Instruction: Render each line of the listing below as a string in a JSON list, one string per line, skipping blank lines. Leave the pictures out of your answer.

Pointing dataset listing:
++++++
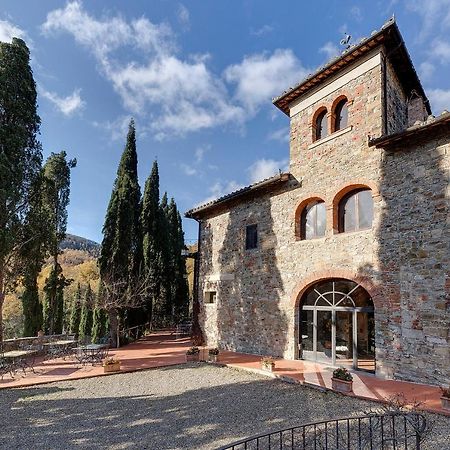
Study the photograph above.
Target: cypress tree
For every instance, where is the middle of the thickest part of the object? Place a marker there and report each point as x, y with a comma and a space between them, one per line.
86, 319
121, 246
20, 158
75, 313
56, 199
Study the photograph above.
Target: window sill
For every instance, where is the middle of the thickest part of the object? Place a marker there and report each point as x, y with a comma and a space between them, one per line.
331, 137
++++++
Full output:
[
  "Study the photograph above.",
  "Target: cypress tree",
  "For every instance, where is the middle of the thickest part of the object? Place a marker there and report each point as x, y with a comma and a space between them, one per line.",
  "86, 319",
  "121, 246",
  "20, 158",
  "75, 313",
  "56, 199",
  "Study the photograph above.",
  "Target: window sill",
  "For every instance, where is the middle of the thickest part of the object? Place a marker there and report each point as x, y with a comma and a space between them, one per line.",
  "331, 137"
]